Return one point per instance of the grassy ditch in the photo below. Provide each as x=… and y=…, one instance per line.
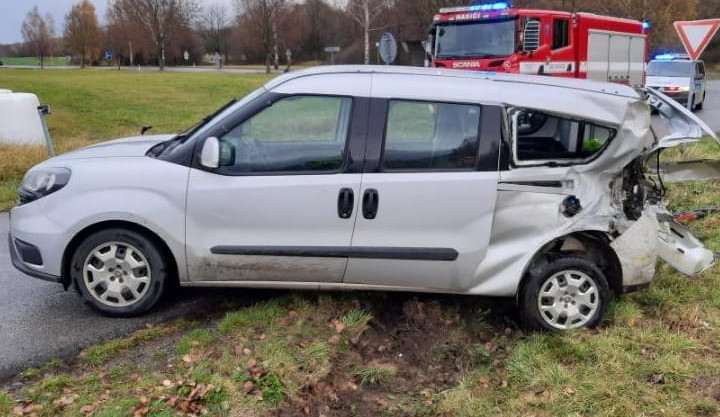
x=95, y=105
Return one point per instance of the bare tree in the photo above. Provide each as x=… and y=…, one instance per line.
x=261, y=16
x=215, y=28
x=37, y=32
x=82, y=32
x=365, y=13
x=162, y=20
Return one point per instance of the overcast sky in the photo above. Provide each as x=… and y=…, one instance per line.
x=12, y=14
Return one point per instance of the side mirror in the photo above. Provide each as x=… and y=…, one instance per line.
x=210, y=154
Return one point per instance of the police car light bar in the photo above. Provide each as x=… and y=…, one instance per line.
x=483, y=7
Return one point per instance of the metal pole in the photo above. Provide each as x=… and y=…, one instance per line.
x=44, y=111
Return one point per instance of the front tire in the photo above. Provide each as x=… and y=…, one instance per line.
x=119, y=272
x=564, y=294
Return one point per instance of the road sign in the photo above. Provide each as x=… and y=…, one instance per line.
x=696, y=34
x=332, y=50
x=388, y=48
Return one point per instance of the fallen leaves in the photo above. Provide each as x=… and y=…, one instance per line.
x=190, y=405
x=25, y=408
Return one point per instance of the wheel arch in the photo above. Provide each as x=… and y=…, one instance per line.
x=591, y=245
x=110, y=224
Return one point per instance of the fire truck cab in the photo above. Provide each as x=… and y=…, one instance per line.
x=498, y=37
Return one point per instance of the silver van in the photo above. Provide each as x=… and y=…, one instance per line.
x=680, y=78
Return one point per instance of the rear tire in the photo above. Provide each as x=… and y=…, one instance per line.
x=564, y=294
x=119, y=272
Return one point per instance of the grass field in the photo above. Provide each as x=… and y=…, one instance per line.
x=360, y=354
x=91, y=105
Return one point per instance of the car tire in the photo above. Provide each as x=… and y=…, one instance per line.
x=119, y=272
x=568, y=293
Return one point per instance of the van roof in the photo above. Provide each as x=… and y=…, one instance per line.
x=518, y=79
x=590, y=100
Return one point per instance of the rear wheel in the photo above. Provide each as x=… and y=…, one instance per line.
x=119, y=272
x=564, y=294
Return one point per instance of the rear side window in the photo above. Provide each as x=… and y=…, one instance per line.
x=544, y=137
x=431, y=136
x=295, y=134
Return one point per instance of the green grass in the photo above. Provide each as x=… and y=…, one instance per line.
x=99, y=354
x=6, y=404
x=95, y=105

:::::

To do
Pictures are to be left out; please print the rest of the records above word for word.

Task output
Return one point per instance of the grassy ditch in the photo below. Provide each as x=… and y=…, one instance per line.
x=95, y=105
Return one point per instance of the bare tree in the photo above. Provide each as x=… and y=…, one instance per line.
x=261, y=16
x=215, y=28
x=37, y=32
x=82, y=32
x=365, y=13
x=162, y=20
Return one point per instance of the overcast sky in the photo above. Provide each as x=… and y=…, one instance per line.
x=12, y=14
Return one point per instance of the side mirror in the photo above. Provide each as x=… and y=…, one instance per line.
x=210, y=154
Return one point per instance of the police car light bar in the photo above. Provide each as x=… and y=…, one instance per line.
x=483, y=7
Return one point per instance of the metal pole in the photo above. Provide each as x=… and y=…, one instance per line.
x=44, y=111
Return one point per instance of the front tire in the photo above. Provide each as x=… and y=…, one instance per line.
x=119, y=272
x=564, y=294
Return one point per instance of the road sign in the photo above. Provide each as x=… and y=…, one instance per line.
x=696, y=34
x=332, y=50
x=388, y=48
Return one point per instance of the fallen leaves in the photo above. Provide each as x=… and y=…, one instance per line.
x=190, y=405
x=25, y=408
Return one point per instance of the wheel arch in the photo above. Provide each as x=… and y=…, one instance per line.
x=591, y=245
x=110, y=224
Return one point per instance of the fire truck cab in the photo above. Provide each as x=… and y=…, one instance per line.
x=498, y=37
Return one point per instance of the silver van in the photo above. Provide each as x=… and y=…, one instance per line.
x=680, y=78
Return one point per instance of the rear tire in the photo above. Provide each as x=… and y=…, one instance per line.
x=564, y=294
x=119, y=272
Return one point per instance of the grass field in the photo above. Provide each as x=… and y=…, one instance per line.
x=360, y=354
x=91, y=105
Return one point per instance of the car tire in the photo above. Provide each as x=… and y=…, one instance per line.
x=119, y=272
x=568, y=293
Return one point per instance of the van roof in the photo above. Provide each as x=… and y=…, one instance per line.
x=518, y=79
x=590, y=100
Return one point per instance of the rear wheel in the photo above. Provide each as x=… and y=…, one instance per line.
x=119, y=272
x=564, y=294
Return one point per instance of the rear side window in the photo above. Provide each as x=… and y=…, one instance per line.
x=544, y=137
x=431, y=136
x=295, y=134
Return one point per instance of the green grass in the photo above. Provide each as x=… and y=…, one instance per line.
x=99, y=354
x=6, y=404
x=95, y=105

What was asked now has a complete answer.